Records for this task
§
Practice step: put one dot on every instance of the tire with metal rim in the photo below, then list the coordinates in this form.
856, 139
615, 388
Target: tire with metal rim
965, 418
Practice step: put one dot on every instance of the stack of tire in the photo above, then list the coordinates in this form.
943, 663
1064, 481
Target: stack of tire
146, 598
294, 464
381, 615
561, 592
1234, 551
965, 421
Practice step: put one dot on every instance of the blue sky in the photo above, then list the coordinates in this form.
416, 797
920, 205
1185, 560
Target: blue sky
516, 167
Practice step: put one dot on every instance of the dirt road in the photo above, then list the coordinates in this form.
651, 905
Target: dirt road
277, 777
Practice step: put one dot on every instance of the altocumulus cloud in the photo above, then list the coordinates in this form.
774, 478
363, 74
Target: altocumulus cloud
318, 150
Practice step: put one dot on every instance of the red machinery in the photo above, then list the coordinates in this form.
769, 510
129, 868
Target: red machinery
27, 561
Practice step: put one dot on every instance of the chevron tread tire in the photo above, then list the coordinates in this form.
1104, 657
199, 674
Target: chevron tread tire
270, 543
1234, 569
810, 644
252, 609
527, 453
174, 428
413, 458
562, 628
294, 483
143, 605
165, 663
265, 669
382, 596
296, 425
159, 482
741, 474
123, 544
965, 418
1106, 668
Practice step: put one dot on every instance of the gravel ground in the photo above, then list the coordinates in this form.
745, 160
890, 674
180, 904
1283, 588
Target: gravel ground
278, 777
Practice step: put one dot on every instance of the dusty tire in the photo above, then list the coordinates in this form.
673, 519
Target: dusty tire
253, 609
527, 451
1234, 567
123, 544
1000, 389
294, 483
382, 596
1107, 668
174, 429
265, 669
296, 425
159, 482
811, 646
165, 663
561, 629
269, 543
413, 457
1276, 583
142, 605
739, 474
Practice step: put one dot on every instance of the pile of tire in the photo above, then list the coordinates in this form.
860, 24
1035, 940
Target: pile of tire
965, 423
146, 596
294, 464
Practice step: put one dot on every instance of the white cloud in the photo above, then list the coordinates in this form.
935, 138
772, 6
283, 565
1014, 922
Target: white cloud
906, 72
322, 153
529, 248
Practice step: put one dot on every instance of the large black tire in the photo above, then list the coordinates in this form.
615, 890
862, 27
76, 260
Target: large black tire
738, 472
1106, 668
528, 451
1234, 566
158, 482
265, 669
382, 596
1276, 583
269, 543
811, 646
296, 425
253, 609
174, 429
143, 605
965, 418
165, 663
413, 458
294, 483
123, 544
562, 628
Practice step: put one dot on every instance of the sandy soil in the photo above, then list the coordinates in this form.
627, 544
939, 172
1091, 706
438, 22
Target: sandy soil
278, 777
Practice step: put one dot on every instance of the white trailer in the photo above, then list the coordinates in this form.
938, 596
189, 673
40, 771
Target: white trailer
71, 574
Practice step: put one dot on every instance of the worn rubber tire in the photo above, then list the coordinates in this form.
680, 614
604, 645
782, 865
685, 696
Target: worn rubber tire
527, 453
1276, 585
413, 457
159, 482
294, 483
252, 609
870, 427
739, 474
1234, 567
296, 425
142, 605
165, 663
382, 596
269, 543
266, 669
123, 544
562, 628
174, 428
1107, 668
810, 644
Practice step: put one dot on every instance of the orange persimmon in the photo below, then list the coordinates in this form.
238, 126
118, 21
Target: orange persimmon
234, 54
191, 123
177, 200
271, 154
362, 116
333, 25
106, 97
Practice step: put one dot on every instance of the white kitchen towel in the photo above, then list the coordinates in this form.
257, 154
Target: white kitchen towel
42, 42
§
Directions for this task
Copy out every row above verbatim, keeping their order and wording unchanged.

Expected answer
Practice step: put one dot on every instance of the tire with metal rim in the photo below, then list the coordinates in this form.
856, 139
615, 388
Target: tire with metal rim
965, 418
Practice step: put one dot on every instance of the stack of tire in the photo above, then list the coordinates in this form.
943, 663
1064, 481
Target: stack of tire
146, 598
294, 464
381, 615
561, 592
1234, 551
965, 421
Practice step: put one dot on every instance of the blue sky in the photo above, then list the coordinates in this form.
416, 797
920, 205
1185, 560
Target: blue sky
516, 167
Practice step: put one dot on every instance of the dirt road in the photo above, then list the coordinates in this form.
651, 905
Target: dirt road
277, 777
Practice step: put one dot on every instance of the altocumulus cloud in the photo above, then list the coordinates in this form.
774, 478
363, 74
Target: altocumulus cloud
318, 150
Practice step: put one dot on every instance of the red machinery in the photo above, then list the coordinates in this form.
769, 510
129, 868
Target: red machinery
27, 561
Practice step: put one dot on every instance of the chevron tread tire in the photo above, then list the coordinates in this form.
1104, 657
199, 674
Target: chevron tread tire
270, 543
1234, 569
810, 644
252, 609
527, 453
174, 428
413, 458
562, 628
294, 483
143, 605
165, 663
265, 669
382, 596
296, 425
159, 482
741, 474
123, 544
965, 418
1106, 668
Practice step: put one dot on every instance of the gravel ground in the photo above, then list the coordinates in this form.
745, 160
890, 674
180, 904
1283, 588
Target: gravel ground
278, 777
Practice step: put one dot on every instance of the dusty tire in the photo above, then list the coordinates in this form.
673, 519
Target: dusty tire
253, 609
527, 451
1234, 567
123, 544
1000, 389
294, 483
382, 596
1107, 668
174, 429
265, 669
296, 425
159, 482
811, 646
165, 663
561, 629
269, 543
413, 457
1276, 583
142, 605
739, 474
Practice step: put one dot on every instance of the pile of tire in the photo above, then list the coordinates in this form.
860, 24
1035, 940
Target: pile of tire
965, 423
146, 596
294, 464
Practice step: put one dot on every instance of the white cloud in the photo above, then list the coordinates in this form.
935, 138
772, 6
283, 565
1014, 922
Target: white cloud
906, 72
322, 153
529, 248
Practice step: put one dot on every instance of the large black tire in the photo above, then list the coordinates in this form.
615, 890
862, 27
76, 260
Target: large black tire
738, 472
1106, 668
528, 451
1234, 566
158, 482
265, 669
382, 596
1276, 583
269, 543
811, 646
296, 425
253, 609
174, 429
143, 605
965, 418
165, 663
413, 458
294, 483
123, 544
562, 628
Practice step: put one dot on every instance of the sandy soil in the photo above, then list the coordinates in this form.
627, 544
939, 172
1091, 706
438, 22
Target: sandy soil
278, 777
Practice step: put one dot on every instance of the white trailer in the photo above, then list the coordinates in this form.
938, 596
189, 673
40, 771
Target: white trailer
71, 574
Practice step: put one dot on every instance of the worn rubber tire in the photo above, then list the coordinates in this form.
680, 614
604, 645
782, 865
685, 696
Target: worn rubber tire
527, 453
1276, 585
413, 457
159, 482
294, 483
252, 609
870, 427
739, 474
1234, 567
296, 425
142, 605
165, 663
382, 596
269, 543
266, 669
123, 544
562, 628
174, 428
1107, 668
810, 644
Practice step: put one dot on every instance of the orange persimmon in the photo below, then list the coordinates in this form.
238, 126
118, 21
Target: orange persimmon
234, 54
191, 123
177, 200
271, 154
362, 116
333, 25
106, 97
Practice step: put one dot on every instance of the white kitchen towel in the photo above, then list the coordinates in this form.
257, 154
Target: white kitchen towel
42, 42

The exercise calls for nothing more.